Short task: Tally the lines in the entries below that contain the string "pixel", matching case exactly, and give only the number.

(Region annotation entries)

-- begin --

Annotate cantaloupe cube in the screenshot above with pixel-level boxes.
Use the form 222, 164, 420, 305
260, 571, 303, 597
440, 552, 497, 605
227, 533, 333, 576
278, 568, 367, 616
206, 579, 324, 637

-- end --

Exercise solution: 1